◆ **Request**: Rewrite the lines below, swapping every "pinpoint" for "locate" and changing nothing else.
^^^^^^^^^^^^^^^^
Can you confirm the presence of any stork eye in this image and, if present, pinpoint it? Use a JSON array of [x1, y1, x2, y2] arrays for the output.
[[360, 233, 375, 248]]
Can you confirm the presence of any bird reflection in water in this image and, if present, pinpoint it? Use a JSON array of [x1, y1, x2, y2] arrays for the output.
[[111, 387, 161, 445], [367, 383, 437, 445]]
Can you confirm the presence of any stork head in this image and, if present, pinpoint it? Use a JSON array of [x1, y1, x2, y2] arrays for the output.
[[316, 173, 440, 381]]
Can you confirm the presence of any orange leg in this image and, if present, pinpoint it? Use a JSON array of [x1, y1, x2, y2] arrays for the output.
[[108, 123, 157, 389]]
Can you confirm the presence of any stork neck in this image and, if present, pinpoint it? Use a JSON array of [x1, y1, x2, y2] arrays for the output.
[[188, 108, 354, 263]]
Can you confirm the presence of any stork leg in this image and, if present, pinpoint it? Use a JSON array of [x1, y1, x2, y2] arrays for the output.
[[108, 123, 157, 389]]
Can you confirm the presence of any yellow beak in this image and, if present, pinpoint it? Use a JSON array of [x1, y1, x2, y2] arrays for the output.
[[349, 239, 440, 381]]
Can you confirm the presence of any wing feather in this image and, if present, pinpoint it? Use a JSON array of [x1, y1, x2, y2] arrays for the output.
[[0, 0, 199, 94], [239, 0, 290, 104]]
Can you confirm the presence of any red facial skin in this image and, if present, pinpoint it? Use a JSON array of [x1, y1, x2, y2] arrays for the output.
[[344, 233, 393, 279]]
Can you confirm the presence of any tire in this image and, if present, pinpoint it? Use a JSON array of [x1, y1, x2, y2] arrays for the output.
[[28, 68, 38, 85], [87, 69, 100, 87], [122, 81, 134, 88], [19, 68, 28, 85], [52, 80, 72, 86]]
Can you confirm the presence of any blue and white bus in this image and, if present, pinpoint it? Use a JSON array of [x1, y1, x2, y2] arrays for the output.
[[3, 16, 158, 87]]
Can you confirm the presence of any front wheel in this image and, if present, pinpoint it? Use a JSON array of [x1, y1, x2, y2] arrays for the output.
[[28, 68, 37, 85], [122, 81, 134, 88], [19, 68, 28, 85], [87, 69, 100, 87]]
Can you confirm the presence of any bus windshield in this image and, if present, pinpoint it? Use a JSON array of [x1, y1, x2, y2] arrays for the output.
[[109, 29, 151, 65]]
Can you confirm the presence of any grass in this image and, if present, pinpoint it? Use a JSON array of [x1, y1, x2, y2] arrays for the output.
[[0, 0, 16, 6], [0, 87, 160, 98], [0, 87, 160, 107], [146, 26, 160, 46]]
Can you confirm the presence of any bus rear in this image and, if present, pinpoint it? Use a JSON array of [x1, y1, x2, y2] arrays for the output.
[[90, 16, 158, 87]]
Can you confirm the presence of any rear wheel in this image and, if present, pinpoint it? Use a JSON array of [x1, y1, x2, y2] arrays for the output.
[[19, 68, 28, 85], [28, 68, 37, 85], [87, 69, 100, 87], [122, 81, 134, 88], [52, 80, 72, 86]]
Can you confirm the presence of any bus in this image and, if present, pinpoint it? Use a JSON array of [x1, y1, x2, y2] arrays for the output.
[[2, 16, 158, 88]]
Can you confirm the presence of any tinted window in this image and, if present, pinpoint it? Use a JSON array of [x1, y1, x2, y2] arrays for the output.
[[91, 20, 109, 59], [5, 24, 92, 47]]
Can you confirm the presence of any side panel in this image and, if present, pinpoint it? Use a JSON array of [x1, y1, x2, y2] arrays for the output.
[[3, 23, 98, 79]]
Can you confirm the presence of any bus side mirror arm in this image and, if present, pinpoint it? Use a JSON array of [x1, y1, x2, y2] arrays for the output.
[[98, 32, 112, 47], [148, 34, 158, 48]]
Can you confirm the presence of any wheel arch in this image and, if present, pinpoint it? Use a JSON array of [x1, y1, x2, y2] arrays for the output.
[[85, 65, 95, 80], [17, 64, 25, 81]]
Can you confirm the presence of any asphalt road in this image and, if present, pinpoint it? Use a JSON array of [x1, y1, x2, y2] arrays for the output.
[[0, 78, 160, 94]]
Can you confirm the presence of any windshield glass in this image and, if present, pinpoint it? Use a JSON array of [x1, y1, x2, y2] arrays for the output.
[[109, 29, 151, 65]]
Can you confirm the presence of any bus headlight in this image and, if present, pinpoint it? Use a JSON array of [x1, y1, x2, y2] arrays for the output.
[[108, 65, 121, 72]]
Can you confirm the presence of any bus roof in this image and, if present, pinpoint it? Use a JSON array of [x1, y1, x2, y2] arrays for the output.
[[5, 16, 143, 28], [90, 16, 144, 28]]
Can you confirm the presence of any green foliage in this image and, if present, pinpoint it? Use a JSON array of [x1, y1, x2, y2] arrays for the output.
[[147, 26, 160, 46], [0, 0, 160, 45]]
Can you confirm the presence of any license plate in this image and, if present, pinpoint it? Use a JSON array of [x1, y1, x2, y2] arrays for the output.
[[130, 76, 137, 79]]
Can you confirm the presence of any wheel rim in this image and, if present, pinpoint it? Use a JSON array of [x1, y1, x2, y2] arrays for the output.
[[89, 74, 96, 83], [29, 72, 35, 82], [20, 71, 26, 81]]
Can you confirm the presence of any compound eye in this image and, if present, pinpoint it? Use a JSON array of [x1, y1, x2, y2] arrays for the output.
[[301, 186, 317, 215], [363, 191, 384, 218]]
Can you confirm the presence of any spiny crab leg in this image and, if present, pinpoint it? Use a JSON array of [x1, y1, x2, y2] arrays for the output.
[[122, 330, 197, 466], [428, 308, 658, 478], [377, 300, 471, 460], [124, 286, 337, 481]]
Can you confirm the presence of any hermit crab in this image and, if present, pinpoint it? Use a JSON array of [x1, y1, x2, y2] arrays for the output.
^^^^^^^^^^^^^^^^
◆ **Right answer**:
Can you confirm the presence of any stork eye in this image and, if present, locate it? Use a JSON array of [x1, y1, x2, y2] arrays for the output.
[[360, 233, 375, 248]]
Can you confirm the presence of any bird reflection in water in this image and, if present, locate it? Use a JSON array of [x1, y1, x2, y2] arrays for the output.
[[111, 387, 161, 445], [367, 383, 437, 445]]
Can you confirm the presence of any stork head in this image and, if present, locate it? Use a JSON array of [x1, y1, x2, y2] arrays for the output.
[[316, 173, 440, 381]]
Can you confirm the presence of any orange leg in this image and, if present, locate it? Use a JSON array of [x1, y1, x2, y2] arrays for the output.
[[108, 123, 157, 389]]
Can you confirm the presence of any stork neck in this image and, if present, locate it? Use a JSON array of [x1, y1, x2, y2] arrays for the output.
[[188, 108, 354, 263]]
Can you confirm the presence of any stork leg in this image and, if present, locate it? Use a JSON array of [x1, y1, x2, y2] arrays for the output.
[[108, 123, 157, 389]]
Can you confirm the presence of any yellow beak in this image and, if present, locate it? Use a JSON array of [x1, y1, x2, y2] arrays for the output.
[[349, 239, 440, 381]]
Can you confirm the presence of any wing feather in this image and, if present, locate it? Use a JSON array of [x1, y1, x2, y2] arrays for the output.
[[0, 0, 199, 94], [239, 0, 290, 104]]
Can you confirm the presence of any red facial skin in this image and, if present, locate it? Use a JSON array of [x1, y1, x2, y2] arrays for the output.
[[344, 233, 393, 279]]
Can you confirm the presence of any tire in this image and, if present, locate it? Use a JSON array of [x1, y1, x2, y2] arrays for the output.
[[28, 68, 38, 85], [87, 69, 100, 87], [122, 81, 134, 88], [19, 68, 28, 85], [52, 80, 72, 86]]
Can you confirm the presence of any blue and white bus in this image and, if present, locate it? Use a JSON array of [x1, y1, x2, y2] arrays for the output.
[[3, 16, 158, 87]]
Can you confirm the presence of any front wheel in this image and, if present, locate it? Use a JSON array of [x1, y1, x2, y2] arrays for the output.
[[28, 68, 37, 85], [122, 81, 134, 88], [19, 68, 28, 85], [87, 69, 100, 87]]
Can you confirm the presence of any bus windshield in this image and, if present, locate it? Use a JSON array of [x1, y1, x2, y2] arrays for the output.
[[109, 29, 151, 65]]
Can you confirm the presence of any grass in this image and, if present, locate it? Use a JSON array of [x1, y1, x2, y2] arrays for the output.
[[0, 0, 16, 6], [0, 87, 160, 98], [0, 87, 160, 107], [146, 26, 160, 46]]
Can you confirm the presence of any bus rear in this image and, if present, locate it? Use a JSON array of [x1, y1, x2, y2] arrays for the output.
[[90, 16, 158, 87]]
Can you confirm the presence of any rear wheel in this image and, if present, locate it? Use a JSON array of [x1, y1, x2, y2] arrays for the output.
[[19, 68, 28, 85], [28, 68, 37, 85], [87, 69, 100, 87], [122, 81, 134, 88], [52, 80, 72, 86]]
Can you confirm the presence of any bus in this image and, if present, locate it? Use a JSON array of [x1, y1, x2, y2] arrays for the output.
[[2, 16, 158, 88]]
Can you confirm the presence of any tinted window in this image and, if present, locate it? Use a JSON array of [x1, y1, x2, y2] arrays for the output.
[[91, 20, 109, 59], [5, 24, 92, 47]]
Can you confirm the presence of any side panel in this image and, if present, locate it? Use a JSON array of [x1, y1, x2, y2] arrays for the output.
[[3, 23, 98, 79]]
Can you confirm the presence of any bus side mirror arm in this image and, if present, locate it? Use a JSON array of [x1, y1, x2, y2] arrays for the output.
[[98, 32, 112, 47], [148, 34, 158, 48]]
Can you confirm the presence of any wheel arch in this image and, if present, locate it? Use a JSON array of [x1, y1, x2, y2] arrays for the output.
[[85, 65, 95, 80], [17, 64, 25, 81]]
Can you confirm the presence of any asphalt road in this image and, if present, locate it? Use a JSON array of [x1, y1, x2, y2] arrays for the output.
[[0, 78, 160, 94]]
Can you confirm the presence of any windshield glass in this image and, if present, locate it? Use a JSON array of [x1, y1, x2, y2] arrays for the output.
[[109, 29, 151, 65]]
Can you confirm the presence of any bus headlight in this image and, if present, locate it? Use a JSON array of [x1, y1, x2, y2] arrays for the output.
[[108, 65, 121, 72]]
Can you confirm the presence of any bus roof in this image and, if present, locate it? Use a JSON array of [x1, y1, x2, y2] arrays for the output.
[[5, 16, 143, 28], [90, 16, 144, 28]]
Can you confirm the presence of any green foliage in this image and, if present, locate it? Use a JSON array of [x1, y1, x2, y2] arrays for the output.
[[147, 26, 160, 46], [0, 0, 160, 45]]
Can you confirm the presence of any license plate in this image and, if present, locate it? Use a JSON array of [x1, y1, x2, y2] arrays for the output.
[[130, 76, 137, 79]]
Can you confirm the presence of any wheel rim in this image and, if present, locate it? Use a JSON array of [x1, y1, x2, y2] arrays for the output.
[[89, 74, 96, 83], [29, 72, 35, 82], [20, 71, 26, 81]]
Can you confirm the presence of any compound eye in this image and, if present, locate it? Use a JSON array of [x1, y1, x2, y2] arrays for the output.
[[301, 186, 317, 215], [363, 191, 384, 218]]
Can you confirm the presence of any spiny crab leg in this image and, if present, locate it? Use a JSON array of [x1, y1, x2, y2] arrays for the output.
[[122, 330, 197, 466], [428, 308, 658, 478], [377, 300, 471, 460], [124, 286, 337, 481]]
Can you confirm the presence of any hermit crab in this image and, if present, locate it? Use a JSON array of [x1, y1, x2, y2] arrays for the output.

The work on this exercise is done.